- _Text segment_:
2.6 — The Rail Trail crosses Second Street — another evolving food, art and entertainment district. Directly across Second Street on the trail is the Second Street Brewery — a friendly place for good food, beer and lively music, with a shady beer garden and convenient bicycle racks.

The trail continues between the brewery's parking lot and a landscaping-stone yard for two-tenths of mile to another tricky crossing at St. Michael's Drive. City planners want to reduce this six-lane thoroughfare to four to make it more pedestrian-friendly. They should begin with a button-activated pedestrian/bicyclist crossing. In more civilized states, motorists are required to stop when bicyclists are waiting. But in New Mexico, it's optional. Although some drivers will stop and let you pass, they are not obligated to yield to bicyclists — despite the bright yellow, diamond-shaped signs with a bike logo and an arrow pointing downward at the crosswalk.

On the south side of St. Mike's, the Rail Trail runs downhill, crossing a bridge over an arroyo. Earthen berms to your right are left over from an old railroad triangle that diverted trains to a military hospital during World War II. The wedge of land was deeded to the Santa Fe school district, which sold it to develop businesses fronting Warner Avenue. Now the city is considering further development. I hope some of the new businesses will aim to serve bicyclists on the path.

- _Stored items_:
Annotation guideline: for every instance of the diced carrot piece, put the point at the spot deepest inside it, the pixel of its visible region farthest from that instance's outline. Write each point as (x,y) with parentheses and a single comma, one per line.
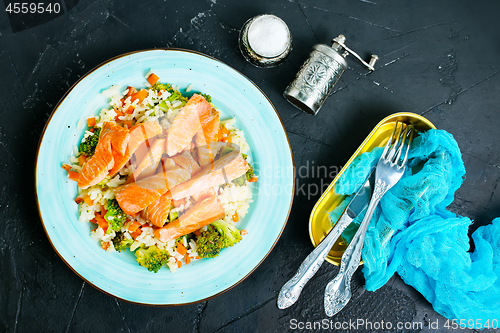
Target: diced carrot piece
(134,226)
(128,123)
(101,221)
(73,175)
(87,200)
(118,114)
(91,122)
(131,91)
(130,109)
(153,78)
(136,233)
(181,248)
(82,159)
(179,202)
(140,95)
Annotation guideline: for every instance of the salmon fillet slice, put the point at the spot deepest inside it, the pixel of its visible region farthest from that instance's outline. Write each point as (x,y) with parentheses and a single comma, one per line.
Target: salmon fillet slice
(186,124)
(138,134)
(205,139)
(158,212)
(97,167)
(223,170)
(149,163)
(134,197)
(187,162)
(198,216)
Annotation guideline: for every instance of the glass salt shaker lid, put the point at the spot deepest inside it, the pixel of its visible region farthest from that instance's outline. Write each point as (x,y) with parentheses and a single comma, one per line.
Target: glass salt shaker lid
(265,40)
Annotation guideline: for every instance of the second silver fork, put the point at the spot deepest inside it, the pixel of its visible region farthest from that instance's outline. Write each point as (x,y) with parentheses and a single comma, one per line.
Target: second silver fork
(389,171)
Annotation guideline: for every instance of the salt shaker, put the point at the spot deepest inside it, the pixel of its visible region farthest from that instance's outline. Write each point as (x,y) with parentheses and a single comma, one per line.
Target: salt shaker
(320,72)
(265,40)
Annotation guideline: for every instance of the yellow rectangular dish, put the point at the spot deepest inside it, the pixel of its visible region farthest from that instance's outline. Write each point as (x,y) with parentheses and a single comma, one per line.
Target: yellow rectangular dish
(319,221)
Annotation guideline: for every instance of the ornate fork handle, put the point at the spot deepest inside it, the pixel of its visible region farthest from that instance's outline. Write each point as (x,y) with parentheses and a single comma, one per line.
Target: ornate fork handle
(338,291)
(291,290)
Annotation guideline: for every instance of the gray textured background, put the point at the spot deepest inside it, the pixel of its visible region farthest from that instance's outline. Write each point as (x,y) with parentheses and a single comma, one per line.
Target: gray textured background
(437,58)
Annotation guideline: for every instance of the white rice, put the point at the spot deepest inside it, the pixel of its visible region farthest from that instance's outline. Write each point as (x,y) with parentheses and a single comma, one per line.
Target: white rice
(235,199)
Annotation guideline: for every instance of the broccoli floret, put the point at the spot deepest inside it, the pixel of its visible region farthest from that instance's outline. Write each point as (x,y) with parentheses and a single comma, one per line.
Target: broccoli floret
(209,244)
(87,147)
(250,172)
(220,234)
(241,180)
(115,216)
(151,257)
(175,95)
(207,97)
(228,232)
(159,86)
(121,243)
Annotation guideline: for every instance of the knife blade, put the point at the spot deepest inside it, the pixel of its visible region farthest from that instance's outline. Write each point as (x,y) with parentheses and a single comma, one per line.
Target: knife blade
(291,290)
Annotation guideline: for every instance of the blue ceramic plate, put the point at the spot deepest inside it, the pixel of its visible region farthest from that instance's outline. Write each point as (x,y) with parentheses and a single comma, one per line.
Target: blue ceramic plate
(118,273)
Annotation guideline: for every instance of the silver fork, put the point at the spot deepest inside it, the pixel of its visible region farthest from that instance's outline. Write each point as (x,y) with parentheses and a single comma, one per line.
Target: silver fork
(389,171)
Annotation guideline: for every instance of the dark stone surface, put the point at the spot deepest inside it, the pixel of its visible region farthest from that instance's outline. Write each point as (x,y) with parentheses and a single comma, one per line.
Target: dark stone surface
(437,58)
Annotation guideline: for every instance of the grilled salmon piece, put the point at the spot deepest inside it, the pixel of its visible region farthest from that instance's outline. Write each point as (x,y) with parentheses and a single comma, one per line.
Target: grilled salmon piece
(206,139)
(97,167)
(134,197)
(138,134)
(198,216)
(157,213)
(186,124)
(187,162)
(149,163)
(221,171)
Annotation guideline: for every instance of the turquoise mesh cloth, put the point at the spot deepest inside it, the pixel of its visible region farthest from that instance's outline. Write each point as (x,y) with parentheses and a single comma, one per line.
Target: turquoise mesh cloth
(413,234)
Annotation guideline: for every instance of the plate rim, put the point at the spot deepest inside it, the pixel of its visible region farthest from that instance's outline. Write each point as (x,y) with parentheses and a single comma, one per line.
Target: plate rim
(68,91)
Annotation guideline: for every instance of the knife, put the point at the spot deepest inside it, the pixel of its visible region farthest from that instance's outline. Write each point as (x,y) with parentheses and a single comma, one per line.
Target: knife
(291,290)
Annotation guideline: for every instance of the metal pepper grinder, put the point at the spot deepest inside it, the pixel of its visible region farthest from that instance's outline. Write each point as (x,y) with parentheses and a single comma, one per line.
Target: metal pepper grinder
(320,72)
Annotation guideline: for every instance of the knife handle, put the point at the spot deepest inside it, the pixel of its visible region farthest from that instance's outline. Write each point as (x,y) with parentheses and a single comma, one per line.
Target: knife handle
(291,290)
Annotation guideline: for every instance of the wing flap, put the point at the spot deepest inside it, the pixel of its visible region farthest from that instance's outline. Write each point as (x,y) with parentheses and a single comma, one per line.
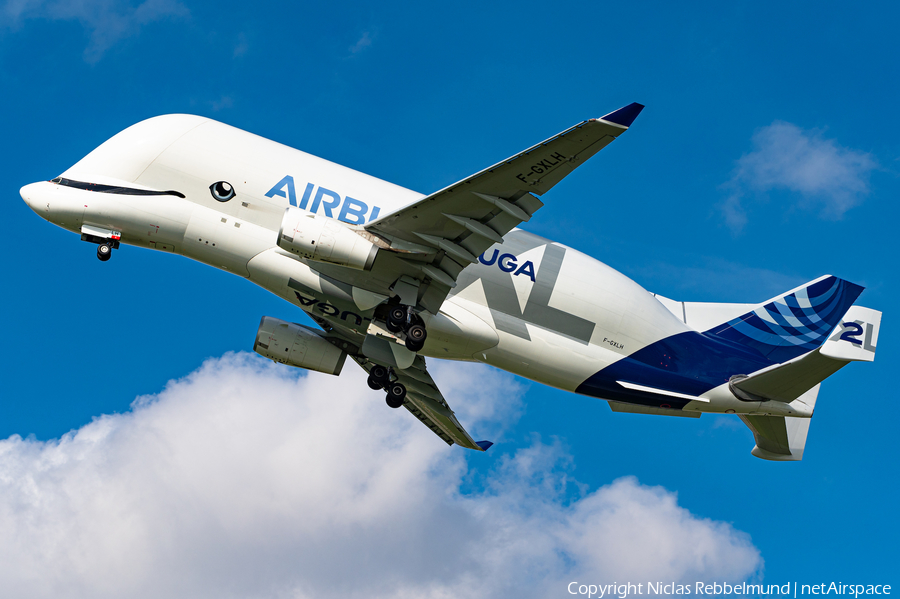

- _Problem details_: Please copy the Rail Trail passage starting at "On the south" and ending at "on the path.", and replace "military hospital" with "army hospital".

- _Exercise output_:
On the south side of St. Mike's, the Rail Trail runs downhill, crossing a bridge over an arroyo. Earthen berms to your right are left over from an old railroad triangle that diverted trains to a army hospital during World War II. The wedge of land was deeded to the Santa Fe school district, which sold it to develop businesses fronting Warner Avenue. Now the city is considering further development. I hope some of the new businesses will aim to serve bicyclists on the path.